─── PROVIDED RECORDS ───

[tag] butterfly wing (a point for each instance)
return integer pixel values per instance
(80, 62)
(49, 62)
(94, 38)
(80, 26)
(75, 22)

───

## GIVEN INSTRUCTION
Rewrite the records above as a numbered list with one line per item, omitting any blank lines.

## TASK RESPONSE
1. [tag] butterfly wing (a point for each instance)
2. return integer pixel values per instance
3. (80, 62)
4. (49, 62)
5. (94, 38)
6. (80, 26)
7. (75, 22)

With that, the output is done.